What you need to do: Convert the part of the items below that opens with the line containing "Get tree bounding" and closes with the line containing "left=316, top=71, right=385, bottom=260" into a Markdown table with the columns Row and Line. Number each row and leave out any blank lines.

= = = = =

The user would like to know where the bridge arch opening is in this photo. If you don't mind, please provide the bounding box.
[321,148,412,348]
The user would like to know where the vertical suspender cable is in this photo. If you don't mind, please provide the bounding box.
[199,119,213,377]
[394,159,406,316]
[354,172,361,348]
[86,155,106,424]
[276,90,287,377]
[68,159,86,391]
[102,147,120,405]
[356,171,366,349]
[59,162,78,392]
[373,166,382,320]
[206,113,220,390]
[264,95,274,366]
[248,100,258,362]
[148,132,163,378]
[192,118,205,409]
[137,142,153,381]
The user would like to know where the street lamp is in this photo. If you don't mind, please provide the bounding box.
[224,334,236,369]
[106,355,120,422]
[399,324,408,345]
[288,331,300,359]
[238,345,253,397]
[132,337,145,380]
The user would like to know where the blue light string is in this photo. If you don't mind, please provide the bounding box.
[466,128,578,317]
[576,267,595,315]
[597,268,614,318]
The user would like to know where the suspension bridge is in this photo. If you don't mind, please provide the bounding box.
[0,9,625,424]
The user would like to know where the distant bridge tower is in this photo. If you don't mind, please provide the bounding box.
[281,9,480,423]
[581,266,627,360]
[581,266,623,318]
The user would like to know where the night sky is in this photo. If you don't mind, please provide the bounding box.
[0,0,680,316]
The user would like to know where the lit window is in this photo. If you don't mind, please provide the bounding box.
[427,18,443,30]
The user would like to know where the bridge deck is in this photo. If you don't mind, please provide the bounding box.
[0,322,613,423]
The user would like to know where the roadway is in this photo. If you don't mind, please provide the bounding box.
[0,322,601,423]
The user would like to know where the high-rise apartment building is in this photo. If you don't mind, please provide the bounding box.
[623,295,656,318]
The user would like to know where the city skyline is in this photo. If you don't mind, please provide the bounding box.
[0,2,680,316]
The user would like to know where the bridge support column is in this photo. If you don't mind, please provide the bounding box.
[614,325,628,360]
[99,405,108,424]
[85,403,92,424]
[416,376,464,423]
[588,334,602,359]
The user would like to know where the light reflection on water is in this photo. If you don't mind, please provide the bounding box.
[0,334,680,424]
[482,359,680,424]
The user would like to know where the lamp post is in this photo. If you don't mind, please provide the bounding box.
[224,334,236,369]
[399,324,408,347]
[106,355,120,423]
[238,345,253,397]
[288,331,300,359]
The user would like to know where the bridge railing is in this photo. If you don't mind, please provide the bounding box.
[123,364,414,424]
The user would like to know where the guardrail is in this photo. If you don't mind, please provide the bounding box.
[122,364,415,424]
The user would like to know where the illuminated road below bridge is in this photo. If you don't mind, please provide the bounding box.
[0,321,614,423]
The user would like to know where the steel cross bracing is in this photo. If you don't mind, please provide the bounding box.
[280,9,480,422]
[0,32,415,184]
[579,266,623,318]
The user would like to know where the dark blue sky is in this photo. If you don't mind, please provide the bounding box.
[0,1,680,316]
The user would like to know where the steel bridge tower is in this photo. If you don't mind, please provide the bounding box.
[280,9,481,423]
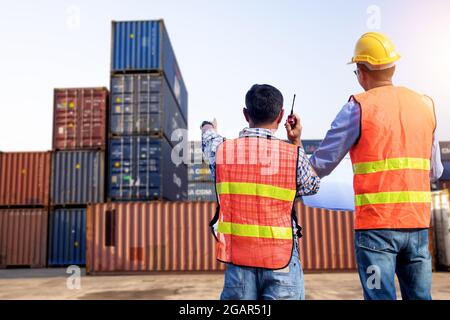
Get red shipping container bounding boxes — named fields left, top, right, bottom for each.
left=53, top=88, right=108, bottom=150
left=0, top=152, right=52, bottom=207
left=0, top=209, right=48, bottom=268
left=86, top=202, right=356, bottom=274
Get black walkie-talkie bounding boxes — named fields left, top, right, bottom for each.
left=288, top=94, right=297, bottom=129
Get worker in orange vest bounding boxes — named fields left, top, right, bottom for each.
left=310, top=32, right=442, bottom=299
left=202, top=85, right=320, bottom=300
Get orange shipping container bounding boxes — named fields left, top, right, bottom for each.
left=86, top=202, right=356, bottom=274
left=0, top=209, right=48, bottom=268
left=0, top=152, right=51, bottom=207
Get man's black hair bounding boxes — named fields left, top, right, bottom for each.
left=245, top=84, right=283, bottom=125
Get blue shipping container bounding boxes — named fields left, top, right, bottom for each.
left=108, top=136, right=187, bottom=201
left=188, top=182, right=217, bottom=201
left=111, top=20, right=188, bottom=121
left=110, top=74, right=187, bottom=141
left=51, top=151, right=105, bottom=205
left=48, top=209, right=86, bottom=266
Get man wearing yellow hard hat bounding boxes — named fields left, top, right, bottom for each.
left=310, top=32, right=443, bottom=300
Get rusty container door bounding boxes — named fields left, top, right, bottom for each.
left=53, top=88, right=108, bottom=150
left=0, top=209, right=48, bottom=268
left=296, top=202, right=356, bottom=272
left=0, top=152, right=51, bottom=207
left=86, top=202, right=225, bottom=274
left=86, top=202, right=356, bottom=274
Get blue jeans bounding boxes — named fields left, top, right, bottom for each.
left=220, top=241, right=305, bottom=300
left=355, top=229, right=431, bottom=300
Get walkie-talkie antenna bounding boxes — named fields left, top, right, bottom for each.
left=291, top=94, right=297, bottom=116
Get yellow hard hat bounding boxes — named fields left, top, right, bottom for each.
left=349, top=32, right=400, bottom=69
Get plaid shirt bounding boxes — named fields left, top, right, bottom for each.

= = = = =

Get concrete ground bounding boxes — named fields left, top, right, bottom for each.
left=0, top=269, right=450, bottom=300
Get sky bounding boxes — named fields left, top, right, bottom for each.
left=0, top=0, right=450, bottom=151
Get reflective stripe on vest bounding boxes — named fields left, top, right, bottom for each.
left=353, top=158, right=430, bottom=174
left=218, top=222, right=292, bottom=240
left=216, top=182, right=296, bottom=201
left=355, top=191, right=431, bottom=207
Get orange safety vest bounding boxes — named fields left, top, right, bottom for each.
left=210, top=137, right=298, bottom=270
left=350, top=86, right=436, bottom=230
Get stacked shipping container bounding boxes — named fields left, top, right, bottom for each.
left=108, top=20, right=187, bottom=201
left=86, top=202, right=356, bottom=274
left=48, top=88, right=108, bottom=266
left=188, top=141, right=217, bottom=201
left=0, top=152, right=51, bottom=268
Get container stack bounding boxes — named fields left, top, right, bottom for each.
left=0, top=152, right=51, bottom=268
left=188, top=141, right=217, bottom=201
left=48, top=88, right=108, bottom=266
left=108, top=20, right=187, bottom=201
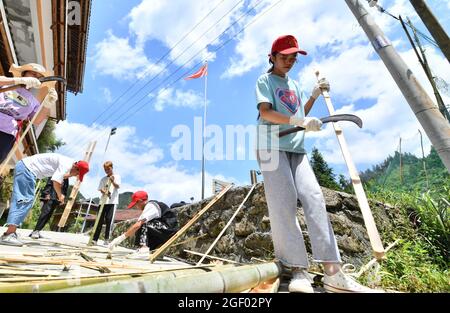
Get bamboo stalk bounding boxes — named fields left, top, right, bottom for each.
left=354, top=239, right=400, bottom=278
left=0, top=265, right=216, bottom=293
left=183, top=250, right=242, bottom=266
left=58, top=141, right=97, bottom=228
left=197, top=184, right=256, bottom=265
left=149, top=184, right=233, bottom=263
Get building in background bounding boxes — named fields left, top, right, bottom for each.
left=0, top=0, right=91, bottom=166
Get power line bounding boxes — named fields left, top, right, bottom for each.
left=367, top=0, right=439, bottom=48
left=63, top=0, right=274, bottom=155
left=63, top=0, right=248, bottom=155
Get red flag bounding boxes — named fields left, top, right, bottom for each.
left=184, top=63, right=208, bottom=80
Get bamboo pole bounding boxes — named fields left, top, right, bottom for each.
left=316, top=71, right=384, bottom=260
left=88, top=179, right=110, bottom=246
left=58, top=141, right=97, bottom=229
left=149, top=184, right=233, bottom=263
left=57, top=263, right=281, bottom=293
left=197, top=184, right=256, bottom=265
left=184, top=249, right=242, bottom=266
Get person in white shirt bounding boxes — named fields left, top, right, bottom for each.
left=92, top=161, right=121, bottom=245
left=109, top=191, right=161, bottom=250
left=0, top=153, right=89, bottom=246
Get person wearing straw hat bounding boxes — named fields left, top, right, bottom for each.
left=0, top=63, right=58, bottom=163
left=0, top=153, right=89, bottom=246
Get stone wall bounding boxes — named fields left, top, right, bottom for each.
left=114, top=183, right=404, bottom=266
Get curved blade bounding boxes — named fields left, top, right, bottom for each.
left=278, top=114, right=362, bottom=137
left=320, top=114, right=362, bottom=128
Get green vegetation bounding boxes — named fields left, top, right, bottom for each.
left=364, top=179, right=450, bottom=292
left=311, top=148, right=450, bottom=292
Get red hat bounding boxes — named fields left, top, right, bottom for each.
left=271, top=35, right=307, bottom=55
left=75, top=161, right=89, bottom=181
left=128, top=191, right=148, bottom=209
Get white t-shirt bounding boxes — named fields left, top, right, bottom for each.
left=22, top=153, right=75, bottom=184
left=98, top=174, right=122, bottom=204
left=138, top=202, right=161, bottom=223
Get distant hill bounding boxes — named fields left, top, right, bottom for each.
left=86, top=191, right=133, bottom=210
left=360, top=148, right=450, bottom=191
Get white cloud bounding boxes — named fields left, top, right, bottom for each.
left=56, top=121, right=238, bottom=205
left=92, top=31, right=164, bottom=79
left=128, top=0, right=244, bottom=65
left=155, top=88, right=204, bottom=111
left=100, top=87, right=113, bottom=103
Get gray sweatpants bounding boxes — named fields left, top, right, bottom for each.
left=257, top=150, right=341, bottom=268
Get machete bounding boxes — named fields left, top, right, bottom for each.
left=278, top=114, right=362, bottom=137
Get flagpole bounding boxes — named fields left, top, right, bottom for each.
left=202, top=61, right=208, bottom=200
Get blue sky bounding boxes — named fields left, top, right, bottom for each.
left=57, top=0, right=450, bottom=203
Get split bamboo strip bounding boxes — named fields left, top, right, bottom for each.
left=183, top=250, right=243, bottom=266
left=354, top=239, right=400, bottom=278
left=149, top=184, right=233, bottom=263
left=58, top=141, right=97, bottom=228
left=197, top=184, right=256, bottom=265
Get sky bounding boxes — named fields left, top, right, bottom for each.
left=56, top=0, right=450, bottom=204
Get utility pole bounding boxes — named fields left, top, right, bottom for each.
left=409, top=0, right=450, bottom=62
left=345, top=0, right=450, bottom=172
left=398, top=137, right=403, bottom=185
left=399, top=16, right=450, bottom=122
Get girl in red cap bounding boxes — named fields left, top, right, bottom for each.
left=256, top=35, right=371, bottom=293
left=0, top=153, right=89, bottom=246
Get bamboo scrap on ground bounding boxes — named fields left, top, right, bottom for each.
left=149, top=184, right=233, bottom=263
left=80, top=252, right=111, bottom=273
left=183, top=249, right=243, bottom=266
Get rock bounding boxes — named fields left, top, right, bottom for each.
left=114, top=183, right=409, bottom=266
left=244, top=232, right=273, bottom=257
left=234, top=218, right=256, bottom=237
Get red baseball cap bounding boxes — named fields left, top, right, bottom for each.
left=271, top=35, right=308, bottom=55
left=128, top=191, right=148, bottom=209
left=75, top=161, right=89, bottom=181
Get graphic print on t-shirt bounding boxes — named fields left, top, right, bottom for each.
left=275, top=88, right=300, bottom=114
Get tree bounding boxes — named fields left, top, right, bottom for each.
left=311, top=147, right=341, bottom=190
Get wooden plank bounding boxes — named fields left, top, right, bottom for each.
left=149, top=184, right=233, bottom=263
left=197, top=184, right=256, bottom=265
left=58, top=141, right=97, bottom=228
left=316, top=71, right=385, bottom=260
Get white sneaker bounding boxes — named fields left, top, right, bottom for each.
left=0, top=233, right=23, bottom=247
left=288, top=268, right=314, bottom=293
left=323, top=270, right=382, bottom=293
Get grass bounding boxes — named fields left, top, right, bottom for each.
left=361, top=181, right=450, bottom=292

= = = = =

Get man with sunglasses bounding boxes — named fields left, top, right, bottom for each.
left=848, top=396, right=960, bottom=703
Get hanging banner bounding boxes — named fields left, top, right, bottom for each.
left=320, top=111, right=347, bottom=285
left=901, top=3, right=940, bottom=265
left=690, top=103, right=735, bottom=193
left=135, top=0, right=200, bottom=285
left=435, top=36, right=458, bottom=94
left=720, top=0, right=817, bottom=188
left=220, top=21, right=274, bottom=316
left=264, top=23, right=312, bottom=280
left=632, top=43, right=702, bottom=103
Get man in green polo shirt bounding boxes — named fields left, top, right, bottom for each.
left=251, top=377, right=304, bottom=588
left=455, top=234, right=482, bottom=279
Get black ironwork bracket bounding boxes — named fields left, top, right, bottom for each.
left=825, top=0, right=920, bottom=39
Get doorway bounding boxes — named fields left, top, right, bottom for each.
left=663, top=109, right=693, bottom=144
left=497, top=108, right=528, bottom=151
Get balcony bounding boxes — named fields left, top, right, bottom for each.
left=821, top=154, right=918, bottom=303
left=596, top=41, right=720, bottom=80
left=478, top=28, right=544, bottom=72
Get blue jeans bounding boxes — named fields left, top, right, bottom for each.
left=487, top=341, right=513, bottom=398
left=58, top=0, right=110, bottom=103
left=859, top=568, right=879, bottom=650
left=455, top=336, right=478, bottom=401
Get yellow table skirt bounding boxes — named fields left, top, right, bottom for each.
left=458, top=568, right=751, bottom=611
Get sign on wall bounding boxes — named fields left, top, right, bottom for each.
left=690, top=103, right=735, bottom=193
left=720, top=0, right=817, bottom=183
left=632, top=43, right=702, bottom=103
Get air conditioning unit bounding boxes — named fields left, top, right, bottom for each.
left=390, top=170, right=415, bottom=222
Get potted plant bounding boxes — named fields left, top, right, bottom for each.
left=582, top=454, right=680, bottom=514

= = = = =

Task result:
| Row | Line |
|---|---|
| 1 | Get tree bounding boxes — named fields left, top, right, bottom for each. |
| 2 | left=311, top=147, right=341, bottom=190 |
| 3 | Get wooden plank bounding boxes — named fields left, top, right, bottom for each. |
| 4 | left=149, top=184, right=233, bottom=263 |
| 5 | left=197, top=184, right=256, bottom=265 |
| 6 | left=58, top=141, right=97, bottom=228 |
| 7 | left=316, top=71, right=385, bottom=260 |